↓↓↓
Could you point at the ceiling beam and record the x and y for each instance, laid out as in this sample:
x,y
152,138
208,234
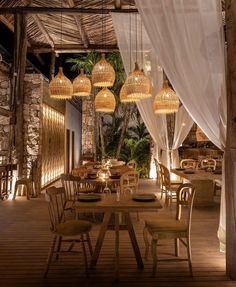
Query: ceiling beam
x,y
74,10
40,25
7,23
5,113
73,48
79,24
118,4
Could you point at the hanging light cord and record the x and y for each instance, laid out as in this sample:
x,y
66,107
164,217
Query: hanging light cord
x,y
136,45
130,42
61,36
141,44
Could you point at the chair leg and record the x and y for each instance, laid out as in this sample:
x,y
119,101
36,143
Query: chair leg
x,y
50,255
58,247
145,238
154,257
189,256
177,247
85,256
89,243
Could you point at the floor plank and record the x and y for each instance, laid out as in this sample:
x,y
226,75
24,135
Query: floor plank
x,y
25,240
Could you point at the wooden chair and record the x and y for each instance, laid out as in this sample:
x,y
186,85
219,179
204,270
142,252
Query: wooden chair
x,y
65,231
129,181
188,163
208,163
168,188
132,164
177,228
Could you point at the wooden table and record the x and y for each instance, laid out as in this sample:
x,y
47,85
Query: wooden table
x,y
116,204
204,184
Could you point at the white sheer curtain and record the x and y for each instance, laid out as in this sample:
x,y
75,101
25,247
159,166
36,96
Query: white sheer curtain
x,y
188,39
127,27
183,124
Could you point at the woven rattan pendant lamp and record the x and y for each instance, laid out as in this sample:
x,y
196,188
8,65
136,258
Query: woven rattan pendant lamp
x,y
82,85
123,96
103,74
166,100
105,101
60,86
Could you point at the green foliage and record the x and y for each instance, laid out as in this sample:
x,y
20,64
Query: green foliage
x,y
136,143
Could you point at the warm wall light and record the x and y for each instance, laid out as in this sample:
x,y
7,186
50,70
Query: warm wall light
x,y
103,74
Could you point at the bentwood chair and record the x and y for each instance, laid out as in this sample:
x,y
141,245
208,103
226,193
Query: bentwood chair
x,y
168,188
177,229
65,232
129,181
132,164
188,163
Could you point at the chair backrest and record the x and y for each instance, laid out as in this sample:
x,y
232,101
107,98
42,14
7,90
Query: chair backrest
x,y
71,185
188,163
208,163
56,202
164,177
132,164
129,181
185,195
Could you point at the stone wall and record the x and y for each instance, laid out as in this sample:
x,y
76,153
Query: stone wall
x,y
88,126
4,121
33,91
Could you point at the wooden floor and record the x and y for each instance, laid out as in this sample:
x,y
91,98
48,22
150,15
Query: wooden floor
x,y
25,239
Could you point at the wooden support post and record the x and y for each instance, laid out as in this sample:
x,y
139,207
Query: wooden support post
x,y
52,65
19,63
230,152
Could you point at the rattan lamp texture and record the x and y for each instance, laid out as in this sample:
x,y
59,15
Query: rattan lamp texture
x,y
137,85
60,86
82,85
166,100
103,74
105,101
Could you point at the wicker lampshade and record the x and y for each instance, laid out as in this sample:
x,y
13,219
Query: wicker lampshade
x,y
137,84
123,96
166,101
105,101
60,86
82,85
200,136
103,74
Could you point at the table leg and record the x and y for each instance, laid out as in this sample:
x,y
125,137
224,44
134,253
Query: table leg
x,y
100,239
134,241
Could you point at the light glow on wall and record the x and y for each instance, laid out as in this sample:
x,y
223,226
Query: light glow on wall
x,y
53,134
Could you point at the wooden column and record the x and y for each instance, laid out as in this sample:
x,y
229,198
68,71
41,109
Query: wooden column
x,y
19,63
230,152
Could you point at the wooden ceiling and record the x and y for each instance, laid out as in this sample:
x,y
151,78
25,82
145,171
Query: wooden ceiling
x,y
82,25
72,30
↑↑↑
▶ **Problem to solve**
Return each line exactly as written. Any picture gets left out.

▶ **Solution to this problem**
Could you point at the ceiling beam and record the x and y for each instance, laid out as in this sample:
x,y
152,138
208,234
Query: ceiling beam
x,y
74,10
40,25
7,23
5,113
73,48
79,24
118,4
Could you point at the hanging light cord and record the x and y for each instance, laid out as in this sample:
x,y
66,107
164,217
Query: hanging light cord
x,y
136,45
130,42
61,36
141,44
Could you point at the chair leg and record the x and y for each instance, laid out as in this sample:
x,y
119,101
36,143
Query: chair leg
x,y
50,255
58,247
145,238
154,257
189,256
177,247
85,256
89,243
Could you point at the floor plank and record the x and y for each instance, laid out as in this sample:
x,y
226,75
24,135
Query: floor plank
x,y
25,240
Could you point at the wooden chair and record the x and y for each instance, laid out as in this sample:
x,y
186,85
219,179
204,270
142,252
Query: wooden chair
x,y
65,231
129,181
188,163
208,163
168,188
132,164
177,228
Could you point at the wooden table and record the x and y for each instance, laid out as in this sample:
x,y
47,85
Query: wooden table
x,y
116,204
204,184
Could you point at the white sheer curtain and record the x and y for each instance, laid out as in this sample:
x,y
75,101
25,247
159,166
36,96
Query: white sheer curtain
x,y
188,39
127,27
183,124
Could you point at the woven rattan pendant lamp and record the x and y for each instance, laid out as in this sample:
x,y
196,188
8,65
136,258
Query: woven rattan pendant lamp
x,y
82,85
123,96
103,74
166,100
105,101
60,86
Could you point at the green foliage and record the x and y for each instance, laid out as in this sample:
x,y
20,64
Query: green foliage
x,y
136,143
Could you point at the warm wall light and record the x and y for each instance, laid out as in this sample:
x,y
7,186
50,70
Query: warm wall light
x,y
103,74
Could you point at the bentwood chair and record the x and y for each instance, laid out as in this sample:
x,y
141,245
208,103
226,193
Query: bentwood chair
x,y
168,188
177,229
65,232
129,181
132,164
188,163
Could you point at the chair backrest and record the x and y for each instance, laid out as in this sample:
x,y
232,101
107,98
42,14
7,90
Query: chair backrest
x,y
71,185
188,163
208,163
56,202
164,177
132,164
129,181
185,195
Could you point at the stone wall and record the x and y for each instance, laid out as in this sample:
x,y
76,153
Query: stone wall
x,y
88,126
4,121
33,91
Could you point at the wooden floor and record the x and y for each instance, laid out as in this sample:
x,y
91,98
48,22
150,15
Query: wooden floor
x,y
25,239
Could you point at the wooden support post and record the x and y for each instance, laid out as in this sample:
x,y
139,207
Query: wooden support post
x,y
52,65
19,63
230,152
Could you point at the rattan lamp texture and record the x and y for each instance, laid out as in this sample:
x,y
59,15
Query: rattan lamp texture
x,y
137,85
60,86
82,85
166,100
103,74
105,101
Could you point at the wicker lampshade and record the x and y for each instance, laid out as in this sample:
x,y
13,219
Query: wicker lampshade
x,y
137,84
123,96
166,101
105,101
60,86
82,85
200,136
103,74
Could you point at the table leg and record the x and y for each instance, laid out as in this sample:
x,y
125,137
224,44
134,253
Query: table leg
x,y
100,239
134,241
Could you point at the light glow on wall and record the x and y for each instance, laid out as in this sample:
x,y
223,226
Query: light glow on wall
x,y
53,134
Could you point at the wooden column and record the x and y for each instance, laid out as in this sample:
x,y
229,198
68,71
41,109
Query: wooden column
x,y
19,63
230,152
Could you point at the wooden ceiling and record the x and y for each instance, laid out as in this sample:
x,y
151,78
25,82
145,171
Query: wooden ceiling
x,y
82,25
72,30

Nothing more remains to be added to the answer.